Output every entry exactly, without any pictures.

━━━━━ DATASET

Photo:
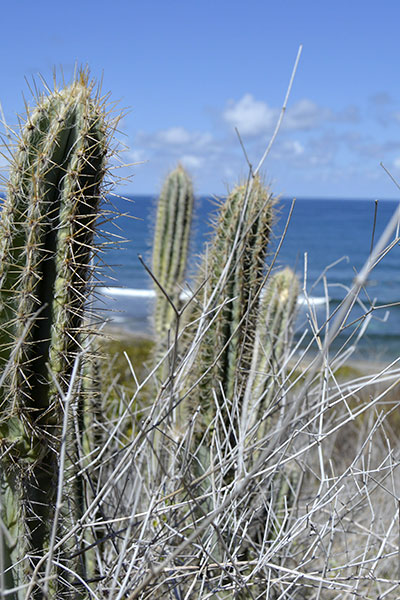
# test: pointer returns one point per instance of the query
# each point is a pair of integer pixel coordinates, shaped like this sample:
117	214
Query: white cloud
305	115
174	137
190	161
250	116
253	117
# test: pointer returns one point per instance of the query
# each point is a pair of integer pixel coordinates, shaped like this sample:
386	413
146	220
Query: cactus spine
46	243
171	242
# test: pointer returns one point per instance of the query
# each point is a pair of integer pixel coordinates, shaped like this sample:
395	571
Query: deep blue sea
330	232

━━━━━━━━━━

SOLUTION TO THIS EXERCISE:
Photo:
# test: pointer returns one point per instance of the query
# each point is a pair of integer pixel coordinates, shaped like this sample:
117	214
Query: white cloud
305	115
174	137
190	161
250	116
253	117
# test: pointer returns one point per instance of the query
# each point is a pair of integer pixel coordinates, shaped like this sample:
386	413
146	220
Query: cactus spine
46	243
171	242
# test: pointer returns one point per instance of the query
# each point is a pair of integer pixel coordinates, shaped like this sample:
395	571
Query: deep blue sea
330	232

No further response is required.